▶ **TEXTO DE LA PÁGINA**
▶
Laura Prado Acosta,
Obreros de la cultura. Artistas,
intelectuales y partidos comunistas del Cono Sur,
en las décadas de 1930 y 1940,
Bernal, Editorial de la Universidad
Nacional de Quilmes, 2023, 208 páginas.
En 1943, Raúl González Tuñón publica en
Chile Himno de pólvora, un poemario que dedica en su mayor parte a los
acontecimientos de la Segunda Guerra Mundial, luego de la invasión alemana a
Francia y a la urss.1 Allí, incluye el poema “Saludo al partido
comunista de Chile”, que, como apunta Laura Prado Acosta, también fue difundido
en la prensa partidaria uruguaya:
Hermanos, hermanos, hermanos, bajo la
estrella del Partido / estáis en Chile y en el mundo como un gran cuerpo repartido.
/ Somos internacionalistas, porque somos nacionalistas / que son el hombre y la
esperanza iguales en tierras distintas. / Y bajo distintas banderas que al fin
no son más que una sola, / “La Internacional” es un himno que sabe todos los
idiomas (p. 198).
El poema está en consonancia con algunas de
las hipótesis y de los planteos más relevantes de Obreros de la cultura.
Ilumina algunas aristas de esa “zona cultural comunista” que Prado Acosta
delimita en su investigación; una zona que, a través de múltiples circulaciones
y rutas de agentes, ideas y obras, alcanza una dimensión regional y
transnacional y cuyas fronteras, por esta razón, son lábiles y movedizas, en
sentido geográfico, pero también ideológico y temporal. González Tuñón, en
Chile por esos años, escribe desde las páginas de El Siglo, el periódico
del comunismo chileno, sobre la guerra que sucede al otro lado del mundo y
sobre los acontecimientos de su propio país; de hecho, contemporáneamente,
difunde una versión en plaqueta de Primer canto argentino, que dos años
después publicará en una edición de autor en la Argentina. En Chile escribe
también estas loas al Partido de ese país, que luego envía para difundir en
Uruguay. El recorrido de sus textos arma un itinerario intelectual que va de lo
nacional a lo regional y lo internacional, no en escala ascendente sino en
circulaciones y proyecciones horizontales y transversales: organiza un mapa que
une Argentina, Chile, Uruguay, Stalingrado, París. El comunismo es, como dice
el poema, un “gran cuerpo repartido”, un himno que se canta en todos los
idiomas, es decir, traza redes de relaciones transnacionales e interregionales;
conforma una “zona” que no puede pensarse, como muestra Obreros de la
cultura, de manera aislada ni en términos de recepción pasiva o unilateral.
Prado Acosta afirma: “Los comunismos partidarios de la región del Cono Sur no
aparecen, en esta perspectiva, como desviaciones o copias infieles de un ‘tipo
ideal’ de comunismo sino como parte constitutiva de una historia del comunismo
en plural” (p. 27). “Somos internacionalistas porque somos nacionalistas”,
escribe González Tuñón, lo que desde la perspectiva que abre esta investigación
permite revisar ciertas ideas esclerosadas en torno al internacionalismo de los
partidos comunistas que, lejos de constituirse en meros receptores pasivos de
las directivas soviéticas, atendieron a las demandas que imponían las
coyunturas nacionales y regionales, de modo que los procesos locales ya no se
explican solo por la determinación de las resoluciones de los congresos de la
Internacional Comunista o los lineamientos soviéticos.
◀
▶ **MATERIAL PROPORCIONADO**
▶
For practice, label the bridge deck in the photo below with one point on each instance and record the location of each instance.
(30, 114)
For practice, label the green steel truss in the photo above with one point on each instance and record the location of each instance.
◀
▶ **INSTRUCCIONES**
1. Traduce al inglés esta oración del texto de la página: «En Chile escribe también estas loas al Partido de ese país, que luego envía para difundir en Uruguay.»
2. Enumera todas las obras de Raúl González Tuñón que se mencionan por su título en el texto de la página.
3. Reproduce sin cambios el fragmento del texto de la página que va desde "En 1943, Raúl" hasta "idiomas (p. 198).".

▶ **RESPUESTAS**
1. In Chile he also writes these praises of that country's Party, which he then sends to be circulated in Uruguay.

2.
- Himno de pólvora
- “Saludo al partido comunista de Chile”
- Primer canto argentino

3.
En 1943, Raúl González Tuñón publica en
Chile Himno de pólvora, un poemario que dedica en su mayor parte a los
acontecimientos de la Segunda Guerra Mundial, luego de la invasión alemana a
Francia y a la urss.1 Allí, incluye el poema “Saludo al partido
comunista de Chile”, que, como apunta Laura Prado Acosta, también fue difundido
en la prensa partidaria uruguaya:
Hermanos, hermanos, hermanos, bajo la
estrella del Partido / estáis en Chile y en el mundo como un gran cuerpo repartido.
/ Somos internacionalistas, porque somos nacionalistas / que son el hombre y la
esperanza iguales en tierras distintas. / Y bajo distintas banderas que al fin
no son más que una sola, / “La Internacional” es un himno que sabe todos los
idiomas (p. 198).